[写真に基づく点ラベリングデータ]
_ _ _ _

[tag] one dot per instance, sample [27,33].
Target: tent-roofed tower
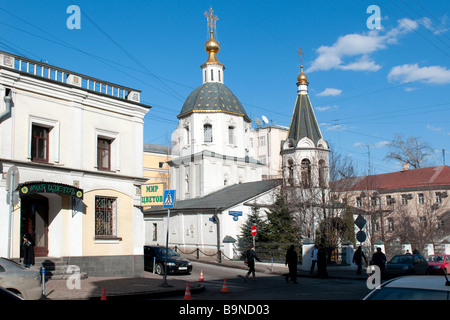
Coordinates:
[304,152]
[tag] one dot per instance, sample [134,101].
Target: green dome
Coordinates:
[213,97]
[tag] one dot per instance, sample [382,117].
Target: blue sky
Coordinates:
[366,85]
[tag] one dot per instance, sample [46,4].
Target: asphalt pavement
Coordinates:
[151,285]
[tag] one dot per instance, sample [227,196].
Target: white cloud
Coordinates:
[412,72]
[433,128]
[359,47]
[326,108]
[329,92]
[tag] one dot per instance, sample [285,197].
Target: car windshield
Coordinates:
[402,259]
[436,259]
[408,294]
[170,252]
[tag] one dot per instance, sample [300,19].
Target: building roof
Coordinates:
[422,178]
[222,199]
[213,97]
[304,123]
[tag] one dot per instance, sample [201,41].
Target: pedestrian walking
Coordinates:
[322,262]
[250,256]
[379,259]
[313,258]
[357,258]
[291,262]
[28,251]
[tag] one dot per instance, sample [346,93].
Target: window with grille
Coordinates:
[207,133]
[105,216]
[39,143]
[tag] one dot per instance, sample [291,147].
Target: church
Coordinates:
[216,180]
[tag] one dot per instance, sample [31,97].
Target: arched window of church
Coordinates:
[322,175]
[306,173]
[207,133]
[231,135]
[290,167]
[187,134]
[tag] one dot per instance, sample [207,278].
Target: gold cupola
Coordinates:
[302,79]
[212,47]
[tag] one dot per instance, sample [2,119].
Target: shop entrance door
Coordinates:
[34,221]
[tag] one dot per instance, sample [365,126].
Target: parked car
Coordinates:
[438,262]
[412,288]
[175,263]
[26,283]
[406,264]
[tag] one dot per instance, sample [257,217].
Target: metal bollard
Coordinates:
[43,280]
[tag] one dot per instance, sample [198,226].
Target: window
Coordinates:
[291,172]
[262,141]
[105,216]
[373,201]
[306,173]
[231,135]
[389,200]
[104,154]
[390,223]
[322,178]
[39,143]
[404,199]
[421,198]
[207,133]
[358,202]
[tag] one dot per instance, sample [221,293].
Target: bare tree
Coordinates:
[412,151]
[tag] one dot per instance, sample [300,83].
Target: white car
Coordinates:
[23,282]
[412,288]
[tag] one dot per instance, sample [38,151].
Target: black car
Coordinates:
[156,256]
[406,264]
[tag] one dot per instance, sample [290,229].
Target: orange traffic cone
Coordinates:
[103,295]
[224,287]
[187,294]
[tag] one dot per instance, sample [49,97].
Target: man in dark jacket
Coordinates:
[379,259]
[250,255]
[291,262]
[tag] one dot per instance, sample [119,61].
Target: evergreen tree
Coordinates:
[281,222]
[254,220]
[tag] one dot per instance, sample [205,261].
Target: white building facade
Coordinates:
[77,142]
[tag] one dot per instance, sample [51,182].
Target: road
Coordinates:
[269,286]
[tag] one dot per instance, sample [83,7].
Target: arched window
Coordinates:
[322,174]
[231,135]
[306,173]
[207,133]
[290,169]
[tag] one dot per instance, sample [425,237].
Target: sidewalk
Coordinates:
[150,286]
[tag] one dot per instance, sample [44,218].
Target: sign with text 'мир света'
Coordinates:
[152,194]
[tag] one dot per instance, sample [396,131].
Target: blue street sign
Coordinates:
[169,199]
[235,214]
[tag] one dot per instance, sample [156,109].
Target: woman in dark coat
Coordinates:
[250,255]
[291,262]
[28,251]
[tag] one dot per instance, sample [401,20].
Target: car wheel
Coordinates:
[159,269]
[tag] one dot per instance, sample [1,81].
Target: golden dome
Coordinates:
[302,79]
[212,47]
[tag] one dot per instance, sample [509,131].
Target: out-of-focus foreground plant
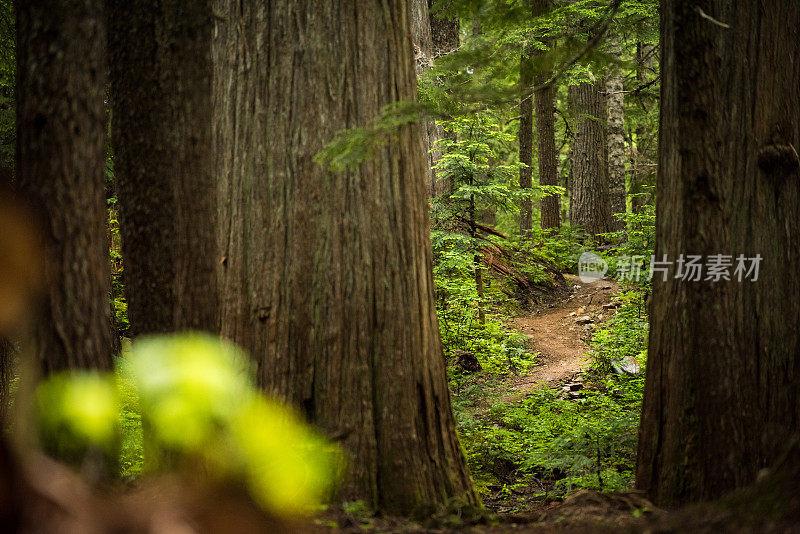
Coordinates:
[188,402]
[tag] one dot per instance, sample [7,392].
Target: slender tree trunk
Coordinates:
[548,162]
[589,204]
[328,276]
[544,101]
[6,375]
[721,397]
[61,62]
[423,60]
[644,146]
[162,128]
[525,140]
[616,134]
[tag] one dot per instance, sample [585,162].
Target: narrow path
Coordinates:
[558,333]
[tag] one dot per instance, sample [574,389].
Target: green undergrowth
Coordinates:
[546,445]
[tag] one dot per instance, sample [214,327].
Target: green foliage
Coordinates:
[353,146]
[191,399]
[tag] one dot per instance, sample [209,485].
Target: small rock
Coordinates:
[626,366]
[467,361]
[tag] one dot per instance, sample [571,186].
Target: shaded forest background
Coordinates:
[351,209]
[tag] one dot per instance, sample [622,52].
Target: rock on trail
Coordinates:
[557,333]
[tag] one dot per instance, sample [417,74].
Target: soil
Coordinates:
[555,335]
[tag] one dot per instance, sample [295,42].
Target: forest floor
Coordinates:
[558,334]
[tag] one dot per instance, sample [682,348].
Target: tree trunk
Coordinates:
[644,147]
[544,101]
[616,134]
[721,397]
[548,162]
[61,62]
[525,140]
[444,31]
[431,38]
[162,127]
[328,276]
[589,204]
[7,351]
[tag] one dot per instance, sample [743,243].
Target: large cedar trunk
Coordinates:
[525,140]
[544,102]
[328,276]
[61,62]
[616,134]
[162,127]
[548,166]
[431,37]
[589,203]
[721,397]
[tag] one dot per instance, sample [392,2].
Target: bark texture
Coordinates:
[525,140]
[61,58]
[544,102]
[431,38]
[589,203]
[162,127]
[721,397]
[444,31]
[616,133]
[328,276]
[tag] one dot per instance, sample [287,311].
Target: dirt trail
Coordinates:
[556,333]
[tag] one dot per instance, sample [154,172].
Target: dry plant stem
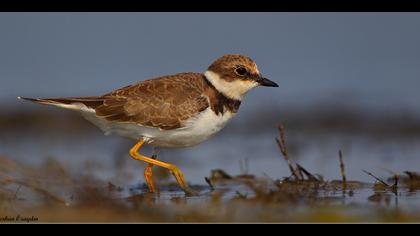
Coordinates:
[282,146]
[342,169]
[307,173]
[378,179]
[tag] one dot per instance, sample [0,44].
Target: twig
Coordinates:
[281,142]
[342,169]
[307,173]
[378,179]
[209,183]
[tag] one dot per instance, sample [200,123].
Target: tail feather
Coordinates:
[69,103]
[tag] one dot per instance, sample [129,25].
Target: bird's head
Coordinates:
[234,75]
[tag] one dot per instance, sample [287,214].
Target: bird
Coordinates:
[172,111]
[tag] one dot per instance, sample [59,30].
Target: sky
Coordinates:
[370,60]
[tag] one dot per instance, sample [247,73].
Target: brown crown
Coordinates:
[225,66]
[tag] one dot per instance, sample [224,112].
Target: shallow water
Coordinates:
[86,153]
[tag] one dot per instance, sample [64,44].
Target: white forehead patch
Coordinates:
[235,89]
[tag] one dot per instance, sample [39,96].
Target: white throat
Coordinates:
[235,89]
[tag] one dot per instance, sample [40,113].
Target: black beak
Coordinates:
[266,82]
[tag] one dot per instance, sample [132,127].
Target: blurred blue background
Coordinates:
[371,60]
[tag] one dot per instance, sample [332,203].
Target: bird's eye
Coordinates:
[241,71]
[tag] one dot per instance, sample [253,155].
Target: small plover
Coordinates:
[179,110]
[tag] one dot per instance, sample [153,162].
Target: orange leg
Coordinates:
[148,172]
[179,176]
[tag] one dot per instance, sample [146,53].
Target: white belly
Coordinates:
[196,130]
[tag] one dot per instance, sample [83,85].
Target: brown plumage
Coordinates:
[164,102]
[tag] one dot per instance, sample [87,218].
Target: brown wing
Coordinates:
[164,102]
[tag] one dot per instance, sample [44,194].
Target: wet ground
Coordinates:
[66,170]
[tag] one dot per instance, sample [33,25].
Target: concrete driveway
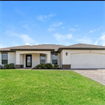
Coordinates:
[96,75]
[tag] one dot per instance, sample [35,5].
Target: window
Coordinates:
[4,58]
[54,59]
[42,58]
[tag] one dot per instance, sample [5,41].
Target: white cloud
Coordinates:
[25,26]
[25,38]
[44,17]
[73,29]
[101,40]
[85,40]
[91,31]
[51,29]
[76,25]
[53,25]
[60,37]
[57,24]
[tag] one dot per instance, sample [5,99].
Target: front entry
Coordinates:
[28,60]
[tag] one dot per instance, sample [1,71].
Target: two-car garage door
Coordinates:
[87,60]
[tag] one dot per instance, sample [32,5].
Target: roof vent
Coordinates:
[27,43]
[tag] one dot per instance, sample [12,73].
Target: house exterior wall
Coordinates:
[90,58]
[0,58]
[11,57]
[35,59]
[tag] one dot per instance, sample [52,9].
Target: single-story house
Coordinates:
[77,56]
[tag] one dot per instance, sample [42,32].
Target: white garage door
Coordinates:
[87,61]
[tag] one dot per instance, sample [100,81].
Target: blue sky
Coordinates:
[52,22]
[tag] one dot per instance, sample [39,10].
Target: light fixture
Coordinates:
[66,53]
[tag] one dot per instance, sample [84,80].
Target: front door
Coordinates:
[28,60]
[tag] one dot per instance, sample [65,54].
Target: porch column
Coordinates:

_ _ _ _

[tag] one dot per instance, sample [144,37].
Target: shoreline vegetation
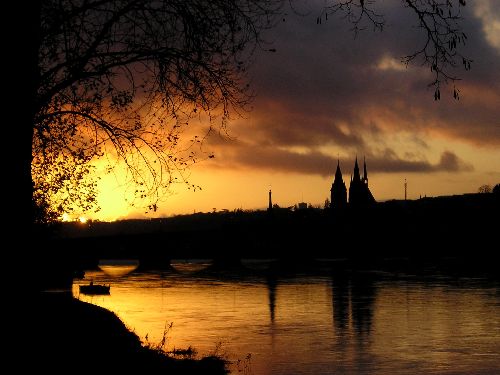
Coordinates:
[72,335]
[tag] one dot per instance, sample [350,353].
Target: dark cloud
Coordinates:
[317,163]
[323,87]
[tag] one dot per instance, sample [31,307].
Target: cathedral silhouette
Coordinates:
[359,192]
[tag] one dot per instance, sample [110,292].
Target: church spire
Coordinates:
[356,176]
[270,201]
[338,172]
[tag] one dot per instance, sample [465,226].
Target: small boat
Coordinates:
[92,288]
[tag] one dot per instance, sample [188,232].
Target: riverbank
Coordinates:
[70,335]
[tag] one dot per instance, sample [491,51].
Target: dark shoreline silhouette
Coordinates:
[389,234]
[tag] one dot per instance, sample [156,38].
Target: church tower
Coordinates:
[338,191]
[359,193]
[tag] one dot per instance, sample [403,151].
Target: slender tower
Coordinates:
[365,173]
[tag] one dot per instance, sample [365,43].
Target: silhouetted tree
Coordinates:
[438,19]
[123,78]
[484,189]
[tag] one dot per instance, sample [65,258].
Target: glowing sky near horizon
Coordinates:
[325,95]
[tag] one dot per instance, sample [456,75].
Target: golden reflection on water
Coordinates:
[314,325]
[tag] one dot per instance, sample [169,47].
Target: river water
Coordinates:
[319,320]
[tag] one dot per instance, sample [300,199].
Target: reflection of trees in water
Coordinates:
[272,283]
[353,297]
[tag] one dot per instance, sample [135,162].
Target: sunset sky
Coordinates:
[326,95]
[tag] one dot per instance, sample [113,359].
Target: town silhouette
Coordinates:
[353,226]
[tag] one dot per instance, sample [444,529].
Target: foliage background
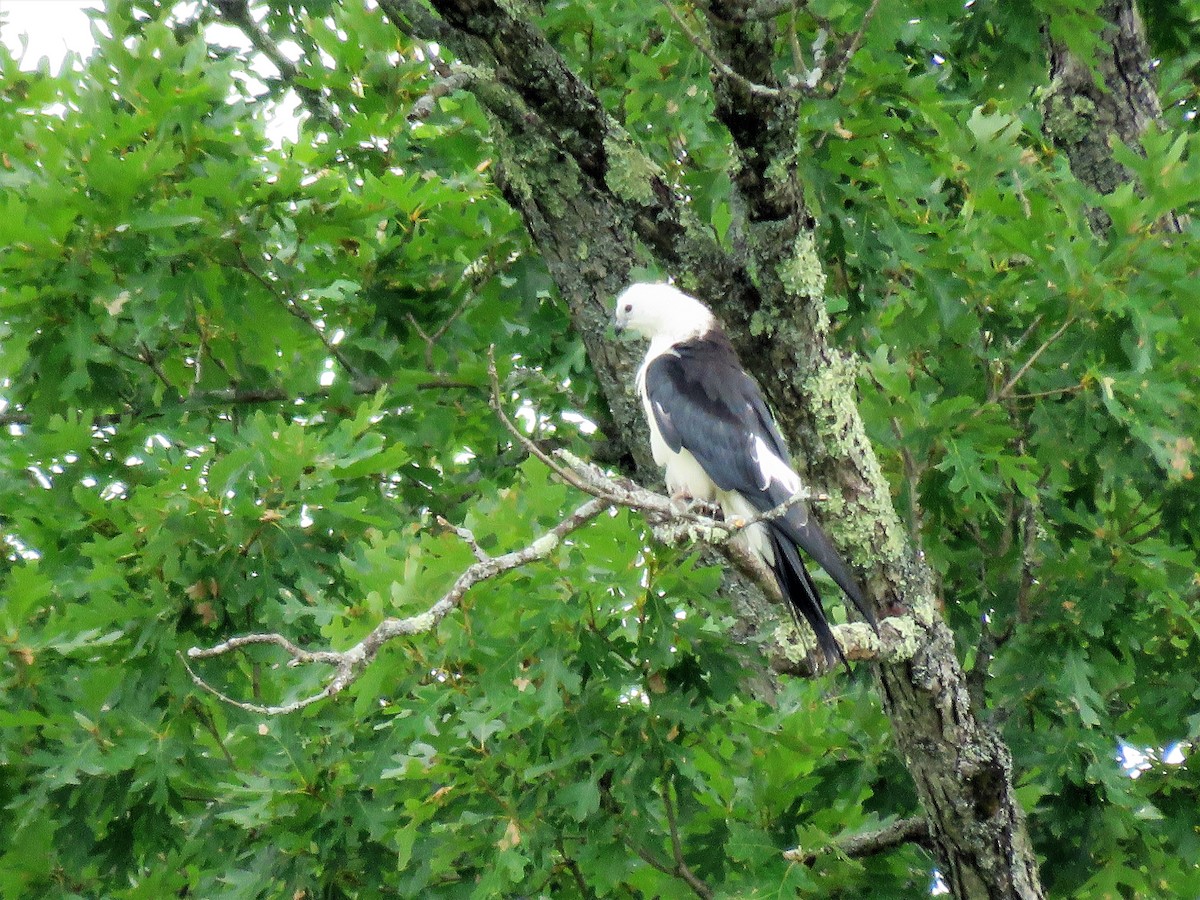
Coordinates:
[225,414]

_ _ _ _

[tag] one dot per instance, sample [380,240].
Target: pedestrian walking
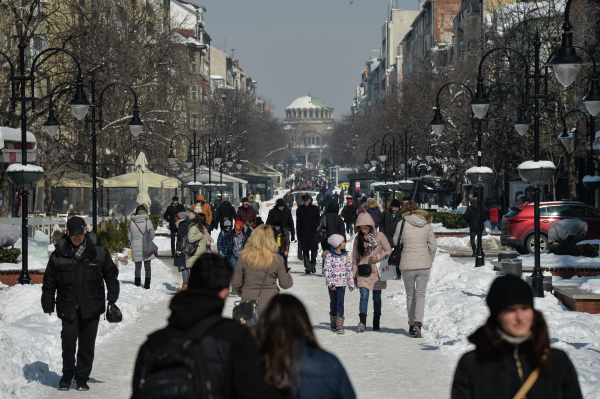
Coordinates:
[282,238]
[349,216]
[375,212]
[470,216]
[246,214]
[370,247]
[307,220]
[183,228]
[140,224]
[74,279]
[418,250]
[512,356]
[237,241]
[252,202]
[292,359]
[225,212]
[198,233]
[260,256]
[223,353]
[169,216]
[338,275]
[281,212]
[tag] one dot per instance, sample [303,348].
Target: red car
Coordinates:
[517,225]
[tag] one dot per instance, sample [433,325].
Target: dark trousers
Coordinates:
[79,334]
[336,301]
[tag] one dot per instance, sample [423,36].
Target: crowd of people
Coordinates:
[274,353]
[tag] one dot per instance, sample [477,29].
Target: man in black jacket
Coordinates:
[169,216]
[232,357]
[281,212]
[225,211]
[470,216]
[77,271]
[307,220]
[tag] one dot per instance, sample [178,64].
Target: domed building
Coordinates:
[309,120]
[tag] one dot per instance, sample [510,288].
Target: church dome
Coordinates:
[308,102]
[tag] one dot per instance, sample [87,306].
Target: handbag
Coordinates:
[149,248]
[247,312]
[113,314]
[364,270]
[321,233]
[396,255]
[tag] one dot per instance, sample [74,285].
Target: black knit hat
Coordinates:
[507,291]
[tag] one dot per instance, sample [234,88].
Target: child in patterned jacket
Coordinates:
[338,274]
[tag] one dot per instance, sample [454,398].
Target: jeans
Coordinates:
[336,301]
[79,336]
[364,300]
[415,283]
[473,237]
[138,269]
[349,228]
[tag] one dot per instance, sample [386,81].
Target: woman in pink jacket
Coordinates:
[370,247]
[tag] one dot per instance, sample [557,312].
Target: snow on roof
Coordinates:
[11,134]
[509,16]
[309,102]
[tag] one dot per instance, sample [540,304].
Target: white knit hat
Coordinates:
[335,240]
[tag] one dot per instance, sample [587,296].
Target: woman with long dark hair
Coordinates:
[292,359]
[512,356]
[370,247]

_ _ _ _

◆ 要件
リストを絞り込み、文字列「jacket」を含む行だけをすべて書き写す。

◆ 以下が結果
Target: man in dark jacket
Target: man in black jacket
Target: child in patterned jacket
Target: woman in pink jacket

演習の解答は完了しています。